→ OBJECTIVE
Pull out every line of the entries that contains the string "window", treating uppercase and lowercase as different.

→ RECORDS SUPPLIED
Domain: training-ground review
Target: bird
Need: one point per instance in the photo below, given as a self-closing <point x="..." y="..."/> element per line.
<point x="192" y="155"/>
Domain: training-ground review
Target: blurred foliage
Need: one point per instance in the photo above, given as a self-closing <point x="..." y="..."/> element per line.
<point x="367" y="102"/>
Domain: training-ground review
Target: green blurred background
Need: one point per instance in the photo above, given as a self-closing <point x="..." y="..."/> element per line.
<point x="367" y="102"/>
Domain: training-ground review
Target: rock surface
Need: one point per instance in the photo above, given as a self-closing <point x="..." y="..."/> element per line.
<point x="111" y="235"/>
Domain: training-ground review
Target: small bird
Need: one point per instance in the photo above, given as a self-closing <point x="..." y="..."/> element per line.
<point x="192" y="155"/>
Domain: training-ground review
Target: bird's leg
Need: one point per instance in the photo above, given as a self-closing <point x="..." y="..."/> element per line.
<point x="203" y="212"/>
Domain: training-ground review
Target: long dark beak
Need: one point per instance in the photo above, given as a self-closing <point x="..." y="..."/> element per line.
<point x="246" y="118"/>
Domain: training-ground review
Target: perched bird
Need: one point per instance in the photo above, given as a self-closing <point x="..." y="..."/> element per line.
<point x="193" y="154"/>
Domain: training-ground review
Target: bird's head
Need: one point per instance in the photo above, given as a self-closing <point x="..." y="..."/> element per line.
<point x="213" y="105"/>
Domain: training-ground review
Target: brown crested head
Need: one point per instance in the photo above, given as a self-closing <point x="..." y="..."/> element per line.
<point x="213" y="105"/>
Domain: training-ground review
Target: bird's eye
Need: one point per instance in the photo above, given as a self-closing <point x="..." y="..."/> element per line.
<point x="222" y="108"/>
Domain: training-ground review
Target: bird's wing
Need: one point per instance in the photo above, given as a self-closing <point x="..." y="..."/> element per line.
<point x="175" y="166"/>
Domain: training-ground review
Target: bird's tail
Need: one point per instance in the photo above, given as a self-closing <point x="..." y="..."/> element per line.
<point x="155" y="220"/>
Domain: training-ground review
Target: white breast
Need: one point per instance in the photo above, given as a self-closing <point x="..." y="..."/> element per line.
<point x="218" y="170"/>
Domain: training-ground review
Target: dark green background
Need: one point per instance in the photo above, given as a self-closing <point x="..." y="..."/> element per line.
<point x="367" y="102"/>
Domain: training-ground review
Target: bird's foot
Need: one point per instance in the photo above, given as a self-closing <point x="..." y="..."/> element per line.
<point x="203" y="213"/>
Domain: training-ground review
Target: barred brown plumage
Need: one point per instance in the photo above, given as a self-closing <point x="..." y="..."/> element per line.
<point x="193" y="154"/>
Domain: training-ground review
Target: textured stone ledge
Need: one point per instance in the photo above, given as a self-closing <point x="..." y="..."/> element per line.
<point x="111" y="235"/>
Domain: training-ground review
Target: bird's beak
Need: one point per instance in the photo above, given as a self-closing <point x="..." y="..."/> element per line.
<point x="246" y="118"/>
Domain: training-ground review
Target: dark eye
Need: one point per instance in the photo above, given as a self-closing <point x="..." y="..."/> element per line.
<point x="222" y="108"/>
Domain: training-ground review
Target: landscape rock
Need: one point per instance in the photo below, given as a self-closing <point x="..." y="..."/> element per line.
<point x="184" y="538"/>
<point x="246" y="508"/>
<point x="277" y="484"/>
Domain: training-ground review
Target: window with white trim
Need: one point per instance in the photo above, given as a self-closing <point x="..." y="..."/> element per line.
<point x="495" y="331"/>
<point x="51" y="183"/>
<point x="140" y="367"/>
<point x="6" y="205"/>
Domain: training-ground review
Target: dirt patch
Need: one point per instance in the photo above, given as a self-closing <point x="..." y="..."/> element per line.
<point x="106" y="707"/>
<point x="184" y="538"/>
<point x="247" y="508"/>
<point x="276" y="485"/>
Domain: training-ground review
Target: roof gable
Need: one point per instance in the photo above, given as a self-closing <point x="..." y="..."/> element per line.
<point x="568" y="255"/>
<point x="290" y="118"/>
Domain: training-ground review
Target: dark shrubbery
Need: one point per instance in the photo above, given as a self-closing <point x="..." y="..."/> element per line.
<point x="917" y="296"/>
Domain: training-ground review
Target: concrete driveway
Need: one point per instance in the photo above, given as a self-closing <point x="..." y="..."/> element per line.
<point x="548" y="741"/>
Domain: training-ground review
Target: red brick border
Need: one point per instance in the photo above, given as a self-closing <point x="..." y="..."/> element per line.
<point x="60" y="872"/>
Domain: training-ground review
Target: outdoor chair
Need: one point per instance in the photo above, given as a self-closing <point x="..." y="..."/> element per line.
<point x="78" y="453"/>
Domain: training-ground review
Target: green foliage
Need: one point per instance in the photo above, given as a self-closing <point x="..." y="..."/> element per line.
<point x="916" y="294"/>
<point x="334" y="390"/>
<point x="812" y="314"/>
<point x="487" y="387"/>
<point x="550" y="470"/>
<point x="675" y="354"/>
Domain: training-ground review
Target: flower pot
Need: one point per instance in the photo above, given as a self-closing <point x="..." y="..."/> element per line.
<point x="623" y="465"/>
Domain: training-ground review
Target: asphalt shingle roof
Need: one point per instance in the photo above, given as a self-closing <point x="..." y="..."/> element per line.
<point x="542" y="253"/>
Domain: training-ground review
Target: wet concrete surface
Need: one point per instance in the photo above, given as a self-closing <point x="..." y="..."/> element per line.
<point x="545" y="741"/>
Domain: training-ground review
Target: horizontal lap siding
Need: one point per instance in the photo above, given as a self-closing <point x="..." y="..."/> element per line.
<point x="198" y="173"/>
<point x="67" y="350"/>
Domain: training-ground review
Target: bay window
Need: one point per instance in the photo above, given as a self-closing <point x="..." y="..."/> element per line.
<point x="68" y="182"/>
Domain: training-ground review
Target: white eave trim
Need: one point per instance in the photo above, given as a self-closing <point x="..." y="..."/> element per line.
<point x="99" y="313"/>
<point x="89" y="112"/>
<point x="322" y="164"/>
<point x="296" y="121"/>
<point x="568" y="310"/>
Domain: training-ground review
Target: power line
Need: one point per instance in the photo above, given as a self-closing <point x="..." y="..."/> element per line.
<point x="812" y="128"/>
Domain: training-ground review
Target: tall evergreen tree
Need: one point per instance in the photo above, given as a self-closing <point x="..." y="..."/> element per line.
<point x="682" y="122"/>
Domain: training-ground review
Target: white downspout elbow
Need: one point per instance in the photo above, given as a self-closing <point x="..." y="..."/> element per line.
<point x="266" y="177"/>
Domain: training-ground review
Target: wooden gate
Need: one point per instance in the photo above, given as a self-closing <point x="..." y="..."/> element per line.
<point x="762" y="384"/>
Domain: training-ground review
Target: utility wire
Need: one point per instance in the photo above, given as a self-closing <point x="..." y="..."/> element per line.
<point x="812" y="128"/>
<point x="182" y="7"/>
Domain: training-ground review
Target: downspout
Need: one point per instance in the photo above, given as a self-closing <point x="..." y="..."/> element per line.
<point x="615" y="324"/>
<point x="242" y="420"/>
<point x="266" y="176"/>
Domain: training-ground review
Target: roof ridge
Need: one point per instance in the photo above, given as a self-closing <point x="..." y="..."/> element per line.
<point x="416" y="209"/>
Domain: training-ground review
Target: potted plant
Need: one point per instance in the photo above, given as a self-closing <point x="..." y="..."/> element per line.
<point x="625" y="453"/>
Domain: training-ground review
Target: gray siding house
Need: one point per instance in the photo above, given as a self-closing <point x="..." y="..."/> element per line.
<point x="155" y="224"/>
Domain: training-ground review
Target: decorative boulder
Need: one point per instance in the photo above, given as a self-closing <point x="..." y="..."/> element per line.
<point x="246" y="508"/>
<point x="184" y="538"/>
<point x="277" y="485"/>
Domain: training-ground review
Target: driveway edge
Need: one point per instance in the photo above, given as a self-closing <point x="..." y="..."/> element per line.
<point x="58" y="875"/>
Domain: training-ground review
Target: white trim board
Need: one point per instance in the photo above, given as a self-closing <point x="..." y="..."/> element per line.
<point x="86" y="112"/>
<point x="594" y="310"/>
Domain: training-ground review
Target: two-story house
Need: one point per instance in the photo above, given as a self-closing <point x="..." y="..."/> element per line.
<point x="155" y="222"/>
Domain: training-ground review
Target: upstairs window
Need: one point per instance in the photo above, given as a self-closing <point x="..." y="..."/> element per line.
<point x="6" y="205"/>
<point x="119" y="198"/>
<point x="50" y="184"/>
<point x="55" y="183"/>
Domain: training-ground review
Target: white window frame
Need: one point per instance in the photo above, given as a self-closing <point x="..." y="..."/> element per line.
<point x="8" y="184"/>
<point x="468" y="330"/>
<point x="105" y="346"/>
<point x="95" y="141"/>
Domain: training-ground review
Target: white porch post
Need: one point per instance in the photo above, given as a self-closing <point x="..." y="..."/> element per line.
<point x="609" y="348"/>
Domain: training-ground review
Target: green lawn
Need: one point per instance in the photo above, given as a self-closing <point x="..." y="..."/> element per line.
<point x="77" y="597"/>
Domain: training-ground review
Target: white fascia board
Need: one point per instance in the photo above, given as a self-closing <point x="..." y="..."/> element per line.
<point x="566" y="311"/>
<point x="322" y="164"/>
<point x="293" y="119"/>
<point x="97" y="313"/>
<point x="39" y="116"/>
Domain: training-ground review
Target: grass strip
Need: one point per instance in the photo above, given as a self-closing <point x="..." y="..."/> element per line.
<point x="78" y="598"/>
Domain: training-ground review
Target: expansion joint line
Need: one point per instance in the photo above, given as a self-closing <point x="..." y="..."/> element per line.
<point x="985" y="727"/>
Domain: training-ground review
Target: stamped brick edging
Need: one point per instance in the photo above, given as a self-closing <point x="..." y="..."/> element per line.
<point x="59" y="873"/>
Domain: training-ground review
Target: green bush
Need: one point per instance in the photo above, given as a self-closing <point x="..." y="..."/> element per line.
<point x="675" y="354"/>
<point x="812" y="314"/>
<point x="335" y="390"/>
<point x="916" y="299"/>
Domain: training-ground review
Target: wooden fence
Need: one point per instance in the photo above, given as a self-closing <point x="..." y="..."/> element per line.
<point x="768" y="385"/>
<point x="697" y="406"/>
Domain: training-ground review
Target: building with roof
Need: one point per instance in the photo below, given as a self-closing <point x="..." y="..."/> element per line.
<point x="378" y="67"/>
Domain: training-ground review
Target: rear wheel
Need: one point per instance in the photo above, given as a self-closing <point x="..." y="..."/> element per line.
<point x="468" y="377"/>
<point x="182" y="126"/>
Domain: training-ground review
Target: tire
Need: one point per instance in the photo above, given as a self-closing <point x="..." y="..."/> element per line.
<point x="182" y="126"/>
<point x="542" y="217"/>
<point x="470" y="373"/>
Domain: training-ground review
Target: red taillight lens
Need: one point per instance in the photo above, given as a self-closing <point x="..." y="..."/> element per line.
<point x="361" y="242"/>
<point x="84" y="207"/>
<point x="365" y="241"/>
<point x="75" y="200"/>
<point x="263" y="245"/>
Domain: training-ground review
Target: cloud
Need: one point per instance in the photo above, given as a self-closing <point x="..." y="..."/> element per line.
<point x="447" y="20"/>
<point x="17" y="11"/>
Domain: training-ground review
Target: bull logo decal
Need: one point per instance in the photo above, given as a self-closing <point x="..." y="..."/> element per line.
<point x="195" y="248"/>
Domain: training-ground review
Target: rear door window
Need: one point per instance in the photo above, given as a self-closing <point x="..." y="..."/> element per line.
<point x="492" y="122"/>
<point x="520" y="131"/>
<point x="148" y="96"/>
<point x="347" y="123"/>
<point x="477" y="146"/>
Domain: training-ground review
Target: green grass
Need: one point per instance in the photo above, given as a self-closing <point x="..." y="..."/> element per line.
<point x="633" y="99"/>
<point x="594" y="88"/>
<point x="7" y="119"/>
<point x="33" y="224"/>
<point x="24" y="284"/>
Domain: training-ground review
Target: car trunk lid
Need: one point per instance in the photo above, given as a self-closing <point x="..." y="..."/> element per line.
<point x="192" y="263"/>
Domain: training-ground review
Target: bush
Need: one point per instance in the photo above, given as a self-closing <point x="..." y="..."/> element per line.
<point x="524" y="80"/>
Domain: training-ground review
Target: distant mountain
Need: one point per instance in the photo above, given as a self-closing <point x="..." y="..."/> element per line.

→ PROBLEM SOLUTION
Target: window with white trim
Target: bay window
Target: upstairs window
Target: white window frame
Target: rear door window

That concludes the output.